Translate this sentence from the text on sintering TiB₂ powder mixtures into Spanish: "After sintering, the bulk densities were measured using Archimedes’ method."

- **Text section**:
═══

For each composition, one batch was soft homogenized by ball milling in ethyl alcohol (EtOH), and the second one was additionally milled via high-energy milling for 30 min (labeled as TC-h, TS-h, TM-h). Two additional batches were the as-received TiB₂ and the high-energy-milled TiB₂ (labeled as T and T-h).

The eight powder mixtures were then sintered in a graphite mould using an induction-heated hot-pressing machine at 1700–1950 °C, with applied pressure of 30–35 MPa and holding time of 10 min in a vacuum (0.1–0.2 mbar).

X-ray diffraction analysis was carried out on dense samples to determine the crystalline phases. After sintering, the bulk densities were measured using Archimedes’ method. The theoretical densities of the samples were calculated using the rule of mixtures taking into account the incorporated WC and Co phases.

Fracture and polished sections were analyzed with SEM-EDS. Image analysis (Image-Pro Plus^® version 7, Media Cybernetics, Silver Springs, MD, USA) carried out on the polished sections was used to determine the mean grain size of the sintered samples.

As for the mechanical properties, the hardness was tested with Vickers indentation, with a load of 1 Kg (Innovatest Falcon 505, Rupac, The Netherlands). Young’s modulus was determined through the resonance frequency method.

═══

- **Data excerpts**:
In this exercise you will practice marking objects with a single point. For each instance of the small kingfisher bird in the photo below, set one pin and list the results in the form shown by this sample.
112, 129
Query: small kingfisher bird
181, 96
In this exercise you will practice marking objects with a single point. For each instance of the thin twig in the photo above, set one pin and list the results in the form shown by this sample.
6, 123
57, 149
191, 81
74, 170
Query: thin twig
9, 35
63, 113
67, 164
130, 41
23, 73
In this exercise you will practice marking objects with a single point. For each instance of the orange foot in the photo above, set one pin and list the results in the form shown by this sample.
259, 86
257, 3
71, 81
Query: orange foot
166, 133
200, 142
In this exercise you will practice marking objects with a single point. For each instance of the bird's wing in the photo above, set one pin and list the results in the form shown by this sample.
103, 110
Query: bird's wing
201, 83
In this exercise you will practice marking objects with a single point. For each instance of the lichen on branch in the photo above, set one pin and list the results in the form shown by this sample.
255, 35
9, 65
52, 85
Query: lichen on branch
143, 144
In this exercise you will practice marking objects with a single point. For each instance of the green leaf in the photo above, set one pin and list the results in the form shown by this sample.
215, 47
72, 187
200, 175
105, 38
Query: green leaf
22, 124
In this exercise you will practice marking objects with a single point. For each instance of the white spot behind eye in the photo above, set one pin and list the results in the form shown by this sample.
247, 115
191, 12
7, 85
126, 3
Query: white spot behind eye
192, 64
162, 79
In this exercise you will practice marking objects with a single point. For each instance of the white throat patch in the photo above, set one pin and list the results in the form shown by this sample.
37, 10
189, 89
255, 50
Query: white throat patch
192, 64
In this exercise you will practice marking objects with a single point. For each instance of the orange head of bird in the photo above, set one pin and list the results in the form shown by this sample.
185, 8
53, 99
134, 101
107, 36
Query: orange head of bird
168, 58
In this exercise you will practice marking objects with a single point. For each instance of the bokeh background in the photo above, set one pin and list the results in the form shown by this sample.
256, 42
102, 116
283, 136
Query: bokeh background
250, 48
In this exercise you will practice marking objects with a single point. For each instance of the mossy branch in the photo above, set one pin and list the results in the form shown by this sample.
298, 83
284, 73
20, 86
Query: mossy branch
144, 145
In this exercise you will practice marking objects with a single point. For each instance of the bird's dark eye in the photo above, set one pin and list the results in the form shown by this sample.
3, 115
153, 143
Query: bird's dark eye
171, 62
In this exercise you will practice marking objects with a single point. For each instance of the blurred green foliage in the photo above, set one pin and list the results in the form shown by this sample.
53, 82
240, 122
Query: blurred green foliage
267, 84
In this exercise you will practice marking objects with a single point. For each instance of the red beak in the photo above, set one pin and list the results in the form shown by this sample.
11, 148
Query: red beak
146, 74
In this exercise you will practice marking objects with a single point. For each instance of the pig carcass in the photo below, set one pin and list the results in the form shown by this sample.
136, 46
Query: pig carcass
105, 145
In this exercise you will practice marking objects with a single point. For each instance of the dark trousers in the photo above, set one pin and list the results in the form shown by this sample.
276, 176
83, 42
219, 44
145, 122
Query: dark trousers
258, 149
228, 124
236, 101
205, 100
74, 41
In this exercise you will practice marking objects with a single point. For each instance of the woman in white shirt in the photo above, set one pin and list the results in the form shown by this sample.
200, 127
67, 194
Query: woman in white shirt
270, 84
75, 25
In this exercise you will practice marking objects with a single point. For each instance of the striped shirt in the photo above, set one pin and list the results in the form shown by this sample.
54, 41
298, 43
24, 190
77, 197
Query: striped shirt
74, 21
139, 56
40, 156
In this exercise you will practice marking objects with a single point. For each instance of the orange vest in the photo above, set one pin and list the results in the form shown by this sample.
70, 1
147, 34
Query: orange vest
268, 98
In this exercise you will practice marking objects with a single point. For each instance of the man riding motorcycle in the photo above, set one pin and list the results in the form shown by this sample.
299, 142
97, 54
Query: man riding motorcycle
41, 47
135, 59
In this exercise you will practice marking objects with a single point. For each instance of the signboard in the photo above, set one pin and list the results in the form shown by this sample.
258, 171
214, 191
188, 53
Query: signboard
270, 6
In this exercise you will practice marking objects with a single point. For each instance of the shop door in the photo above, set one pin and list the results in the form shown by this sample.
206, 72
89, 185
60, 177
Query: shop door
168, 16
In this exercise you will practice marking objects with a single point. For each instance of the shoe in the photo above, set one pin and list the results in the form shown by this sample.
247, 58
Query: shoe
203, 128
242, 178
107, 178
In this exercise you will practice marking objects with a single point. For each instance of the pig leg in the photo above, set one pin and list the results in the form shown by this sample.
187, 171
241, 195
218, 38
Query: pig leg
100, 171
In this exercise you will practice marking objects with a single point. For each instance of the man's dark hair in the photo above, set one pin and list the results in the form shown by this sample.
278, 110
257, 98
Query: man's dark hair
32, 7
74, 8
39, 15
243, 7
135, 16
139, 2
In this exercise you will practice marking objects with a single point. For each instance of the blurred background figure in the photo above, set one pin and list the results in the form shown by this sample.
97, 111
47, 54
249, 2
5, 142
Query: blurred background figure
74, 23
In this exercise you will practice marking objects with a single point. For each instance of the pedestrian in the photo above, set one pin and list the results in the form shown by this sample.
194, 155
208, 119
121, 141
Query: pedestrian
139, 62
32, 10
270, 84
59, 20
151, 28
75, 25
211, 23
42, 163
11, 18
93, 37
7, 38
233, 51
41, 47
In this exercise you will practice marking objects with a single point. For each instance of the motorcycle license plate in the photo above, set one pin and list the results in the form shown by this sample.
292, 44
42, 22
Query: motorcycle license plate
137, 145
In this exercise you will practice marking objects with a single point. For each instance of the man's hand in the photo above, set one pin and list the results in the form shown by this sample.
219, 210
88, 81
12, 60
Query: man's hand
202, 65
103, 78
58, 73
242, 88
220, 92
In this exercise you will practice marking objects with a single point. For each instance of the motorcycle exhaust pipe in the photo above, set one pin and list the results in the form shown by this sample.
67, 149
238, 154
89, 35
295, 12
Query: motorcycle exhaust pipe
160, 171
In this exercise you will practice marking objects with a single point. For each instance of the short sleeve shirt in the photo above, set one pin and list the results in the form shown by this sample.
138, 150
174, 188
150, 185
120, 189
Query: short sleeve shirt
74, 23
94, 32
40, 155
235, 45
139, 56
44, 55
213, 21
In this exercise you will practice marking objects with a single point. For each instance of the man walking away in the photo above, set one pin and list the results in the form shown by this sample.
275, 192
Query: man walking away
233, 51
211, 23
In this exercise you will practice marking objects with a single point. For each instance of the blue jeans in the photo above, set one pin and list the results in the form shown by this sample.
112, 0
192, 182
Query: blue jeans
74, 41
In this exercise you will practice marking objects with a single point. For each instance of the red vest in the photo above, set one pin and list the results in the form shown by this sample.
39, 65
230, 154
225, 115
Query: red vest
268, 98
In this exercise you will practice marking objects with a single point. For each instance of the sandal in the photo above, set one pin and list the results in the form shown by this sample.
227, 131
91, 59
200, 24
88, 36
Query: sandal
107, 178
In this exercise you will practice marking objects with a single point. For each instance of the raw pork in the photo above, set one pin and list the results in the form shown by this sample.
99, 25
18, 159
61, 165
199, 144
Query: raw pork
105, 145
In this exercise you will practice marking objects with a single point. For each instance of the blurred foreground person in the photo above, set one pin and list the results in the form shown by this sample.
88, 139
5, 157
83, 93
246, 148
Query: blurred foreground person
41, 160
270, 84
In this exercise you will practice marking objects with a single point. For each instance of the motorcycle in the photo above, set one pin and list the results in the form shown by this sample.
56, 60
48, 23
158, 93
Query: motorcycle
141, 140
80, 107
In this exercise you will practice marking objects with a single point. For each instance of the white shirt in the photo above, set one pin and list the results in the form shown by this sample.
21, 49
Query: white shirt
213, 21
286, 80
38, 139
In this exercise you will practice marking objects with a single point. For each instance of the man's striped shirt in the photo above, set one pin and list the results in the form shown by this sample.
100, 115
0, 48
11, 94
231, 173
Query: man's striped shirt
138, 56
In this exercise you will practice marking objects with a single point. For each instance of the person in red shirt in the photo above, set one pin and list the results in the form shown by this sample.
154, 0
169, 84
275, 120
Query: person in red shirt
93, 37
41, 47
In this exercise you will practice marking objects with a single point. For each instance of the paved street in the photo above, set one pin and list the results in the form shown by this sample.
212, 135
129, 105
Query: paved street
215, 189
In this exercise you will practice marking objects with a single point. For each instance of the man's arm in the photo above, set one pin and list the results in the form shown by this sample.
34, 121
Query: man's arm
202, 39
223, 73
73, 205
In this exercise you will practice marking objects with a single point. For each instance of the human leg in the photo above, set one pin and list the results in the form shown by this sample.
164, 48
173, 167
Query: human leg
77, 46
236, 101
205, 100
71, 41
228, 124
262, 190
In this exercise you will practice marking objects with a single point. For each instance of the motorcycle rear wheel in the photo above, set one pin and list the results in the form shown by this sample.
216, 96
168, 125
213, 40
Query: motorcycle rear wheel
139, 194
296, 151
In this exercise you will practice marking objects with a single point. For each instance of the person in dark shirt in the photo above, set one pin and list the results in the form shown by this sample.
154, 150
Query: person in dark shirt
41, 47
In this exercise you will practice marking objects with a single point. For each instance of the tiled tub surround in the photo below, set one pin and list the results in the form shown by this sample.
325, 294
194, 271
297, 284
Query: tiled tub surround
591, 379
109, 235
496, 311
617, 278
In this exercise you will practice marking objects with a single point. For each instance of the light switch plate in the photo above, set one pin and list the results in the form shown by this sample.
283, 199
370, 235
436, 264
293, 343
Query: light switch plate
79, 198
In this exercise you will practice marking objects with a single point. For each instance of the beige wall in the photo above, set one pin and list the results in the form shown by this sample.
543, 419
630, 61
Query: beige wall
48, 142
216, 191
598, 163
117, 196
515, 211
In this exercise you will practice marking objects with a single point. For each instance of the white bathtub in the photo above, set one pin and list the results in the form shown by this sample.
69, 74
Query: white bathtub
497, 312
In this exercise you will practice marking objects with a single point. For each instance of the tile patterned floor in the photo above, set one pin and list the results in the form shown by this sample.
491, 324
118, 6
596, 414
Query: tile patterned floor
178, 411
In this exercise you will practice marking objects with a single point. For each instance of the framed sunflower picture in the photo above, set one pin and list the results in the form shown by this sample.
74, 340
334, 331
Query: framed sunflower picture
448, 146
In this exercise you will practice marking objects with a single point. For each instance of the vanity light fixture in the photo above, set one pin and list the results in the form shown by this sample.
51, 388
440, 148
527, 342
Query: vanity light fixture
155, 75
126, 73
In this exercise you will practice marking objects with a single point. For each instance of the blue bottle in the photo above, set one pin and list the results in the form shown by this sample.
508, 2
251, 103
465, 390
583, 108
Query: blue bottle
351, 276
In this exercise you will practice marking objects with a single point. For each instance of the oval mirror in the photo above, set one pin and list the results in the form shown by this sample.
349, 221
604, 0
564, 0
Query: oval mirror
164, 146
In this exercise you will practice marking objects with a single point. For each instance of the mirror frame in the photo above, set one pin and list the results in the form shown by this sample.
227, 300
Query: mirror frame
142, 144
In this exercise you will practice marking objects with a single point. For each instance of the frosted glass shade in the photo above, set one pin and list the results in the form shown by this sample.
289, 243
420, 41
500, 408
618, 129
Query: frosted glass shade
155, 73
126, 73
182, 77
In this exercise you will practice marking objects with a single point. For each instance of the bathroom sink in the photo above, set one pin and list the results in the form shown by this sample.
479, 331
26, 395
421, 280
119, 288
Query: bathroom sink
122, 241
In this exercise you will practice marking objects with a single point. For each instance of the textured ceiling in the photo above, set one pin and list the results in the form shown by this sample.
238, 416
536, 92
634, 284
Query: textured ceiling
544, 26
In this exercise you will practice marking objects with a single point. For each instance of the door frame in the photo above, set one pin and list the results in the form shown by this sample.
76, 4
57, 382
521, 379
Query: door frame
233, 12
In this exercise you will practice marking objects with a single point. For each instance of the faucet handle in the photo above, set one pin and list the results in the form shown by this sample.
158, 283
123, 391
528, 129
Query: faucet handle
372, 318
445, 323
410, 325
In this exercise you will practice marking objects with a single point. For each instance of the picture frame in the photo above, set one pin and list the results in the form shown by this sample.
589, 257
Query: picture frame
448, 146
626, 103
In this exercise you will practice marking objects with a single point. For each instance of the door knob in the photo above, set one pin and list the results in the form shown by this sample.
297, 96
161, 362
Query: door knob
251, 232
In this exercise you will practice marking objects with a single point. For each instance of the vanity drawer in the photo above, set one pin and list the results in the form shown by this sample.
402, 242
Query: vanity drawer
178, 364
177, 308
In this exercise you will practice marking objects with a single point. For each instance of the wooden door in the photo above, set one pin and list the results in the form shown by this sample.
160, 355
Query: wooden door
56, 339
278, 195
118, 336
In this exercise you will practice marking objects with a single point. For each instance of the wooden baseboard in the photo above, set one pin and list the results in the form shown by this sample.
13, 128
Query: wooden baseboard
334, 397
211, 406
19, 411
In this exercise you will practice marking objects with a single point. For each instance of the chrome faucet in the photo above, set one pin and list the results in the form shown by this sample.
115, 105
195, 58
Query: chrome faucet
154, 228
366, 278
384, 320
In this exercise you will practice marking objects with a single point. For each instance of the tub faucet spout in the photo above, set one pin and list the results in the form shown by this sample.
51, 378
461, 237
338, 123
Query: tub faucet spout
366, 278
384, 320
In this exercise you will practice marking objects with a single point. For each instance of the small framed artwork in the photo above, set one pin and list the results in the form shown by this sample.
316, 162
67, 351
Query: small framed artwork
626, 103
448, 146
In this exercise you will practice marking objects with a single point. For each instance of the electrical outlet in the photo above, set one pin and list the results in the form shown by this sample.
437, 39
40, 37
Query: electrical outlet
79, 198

═══

- **Reply to the exercise**:
Después de la sinterización, las densidades aparentes se midieron mediante el método de Arquímedes.